• 저장된 데이터:
-=-=-
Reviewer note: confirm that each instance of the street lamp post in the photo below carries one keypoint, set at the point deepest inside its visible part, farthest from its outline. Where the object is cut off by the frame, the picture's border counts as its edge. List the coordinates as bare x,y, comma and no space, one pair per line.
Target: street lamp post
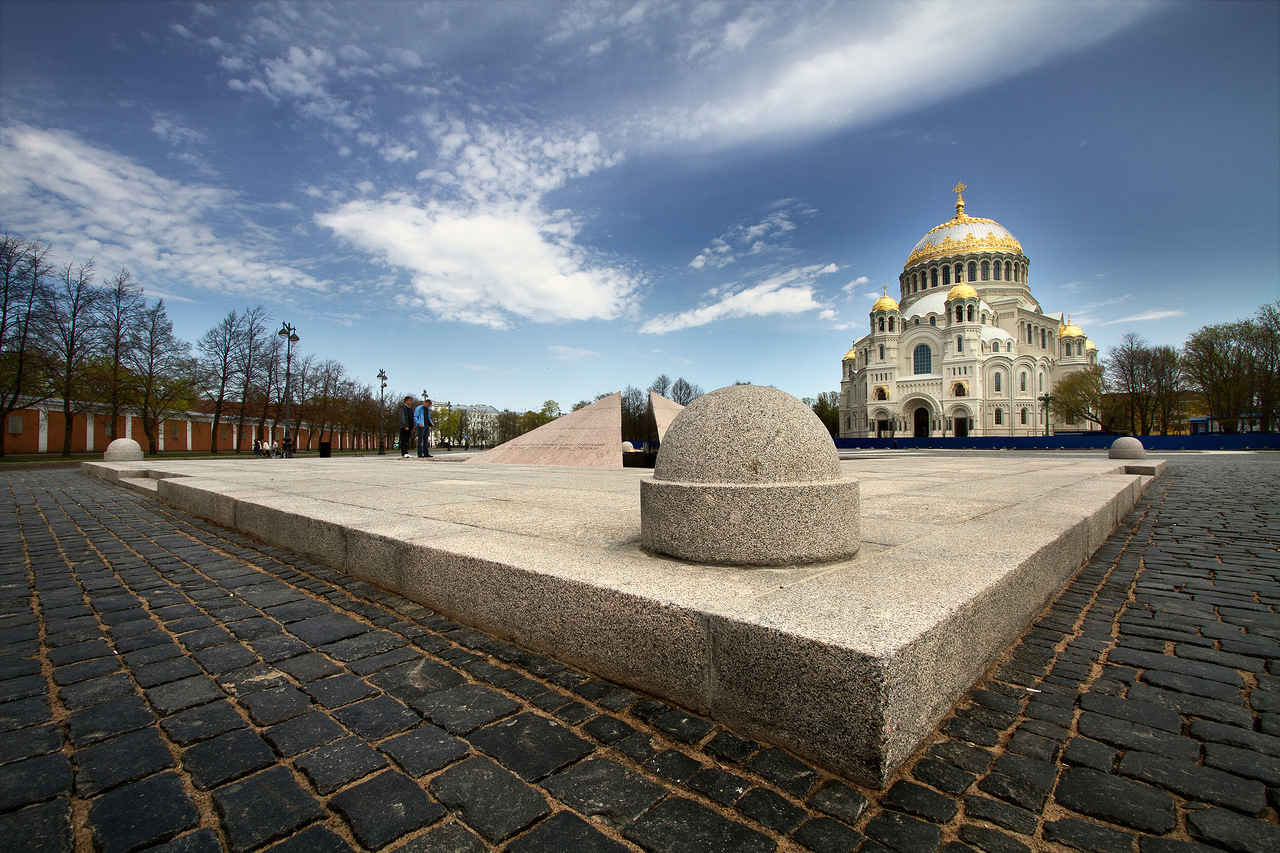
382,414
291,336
-=-=-
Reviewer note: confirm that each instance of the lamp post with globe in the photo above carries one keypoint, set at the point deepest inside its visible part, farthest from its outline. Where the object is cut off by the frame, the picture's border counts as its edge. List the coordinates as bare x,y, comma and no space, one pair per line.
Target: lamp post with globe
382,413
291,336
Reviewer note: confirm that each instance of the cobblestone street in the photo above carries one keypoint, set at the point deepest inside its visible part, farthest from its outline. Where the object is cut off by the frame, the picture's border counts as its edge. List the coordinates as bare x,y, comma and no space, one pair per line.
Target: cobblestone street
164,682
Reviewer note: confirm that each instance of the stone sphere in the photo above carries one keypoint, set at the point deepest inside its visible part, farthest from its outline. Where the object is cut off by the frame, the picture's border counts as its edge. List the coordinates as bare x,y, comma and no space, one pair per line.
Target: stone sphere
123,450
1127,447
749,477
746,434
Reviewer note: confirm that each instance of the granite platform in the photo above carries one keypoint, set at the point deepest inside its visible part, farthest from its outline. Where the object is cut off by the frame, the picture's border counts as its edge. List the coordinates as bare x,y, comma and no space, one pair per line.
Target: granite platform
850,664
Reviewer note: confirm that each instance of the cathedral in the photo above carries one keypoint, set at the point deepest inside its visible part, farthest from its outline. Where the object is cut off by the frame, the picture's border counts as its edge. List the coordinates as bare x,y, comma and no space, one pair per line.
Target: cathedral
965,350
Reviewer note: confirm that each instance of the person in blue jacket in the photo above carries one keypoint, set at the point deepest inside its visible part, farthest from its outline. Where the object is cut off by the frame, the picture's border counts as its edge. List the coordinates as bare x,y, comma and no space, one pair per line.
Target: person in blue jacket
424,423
-=-=-
• 제시된 과제:
위 데이터에서 "platform"라는 단어가 들어 있는 줄을 모두 추출하세요. 대소문자는 구분합니다.

• 문제 풀이:
Reviewer note: confirm that each instance of the granite platform in the photo above carries one keypoint, set at the point deepest inside its visible part, farthest from its outline. Where the object is cut off by the frame, the picture's border counts as its edge. List the coordinates as bare x,y, comma and no space, one pair per line.
Target: granite platform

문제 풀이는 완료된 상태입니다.